• **本文**
::::::

アメリカで既にベストセラーとなっている書籍、『Moonshot! – 世界を変えるビジネスはこうつくる!』が、Amazonでの発売予定日(今日 2016/02/24)の前日に青山ブックセンターで見つけたので、早速購入して読んでみました。
著者は、あのペプシコーラのCEOからスティーブ・ジョブズに引き抜かれ、AppleのCEOを務めたジョン・スカリー。現在上映中の新しいほうの映画『スティーブ・ジョブズ』では人間関係にフォーカスしたシーンで度々登場しています。彼が、ジョブズ亡き今となって書く考察本にとても興味があり、Amazonで以前から予約をしていました。本書で彼は、自身の経験に基づく提案や、現代で起こっている人工知能、データサイエンス、IoTなどの新世代の技術に触れ、コンピュータの進化について「生産性を上げるためのツール」から「知的アシスタント」への変貌について、考察を通して明らかにしていきます。そして「適応型イノベーター」という起業家の性質を問いかけています。

::::::

• **課題**
本の紹介文によると、筆者は『Moonshot!』をどこの書店で見つけましたか。

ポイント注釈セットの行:
::::::

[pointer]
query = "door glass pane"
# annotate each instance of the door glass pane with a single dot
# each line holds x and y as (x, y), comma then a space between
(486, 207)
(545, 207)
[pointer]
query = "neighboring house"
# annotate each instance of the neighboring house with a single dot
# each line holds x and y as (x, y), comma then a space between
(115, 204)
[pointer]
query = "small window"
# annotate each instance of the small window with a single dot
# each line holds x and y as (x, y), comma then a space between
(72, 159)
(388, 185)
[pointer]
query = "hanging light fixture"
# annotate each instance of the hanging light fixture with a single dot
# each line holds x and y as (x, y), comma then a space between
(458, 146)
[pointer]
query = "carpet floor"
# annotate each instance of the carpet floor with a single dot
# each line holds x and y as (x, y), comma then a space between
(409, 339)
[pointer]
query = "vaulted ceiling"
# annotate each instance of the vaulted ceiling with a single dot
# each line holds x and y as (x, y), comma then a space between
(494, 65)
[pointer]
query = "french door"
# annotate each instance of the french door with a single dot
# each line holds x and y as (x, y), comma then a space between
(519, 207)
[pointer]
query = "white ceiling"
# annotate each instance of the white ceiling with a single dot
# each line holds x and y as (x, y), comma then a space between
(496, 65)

::::::

• **正解**
青山ブックセンター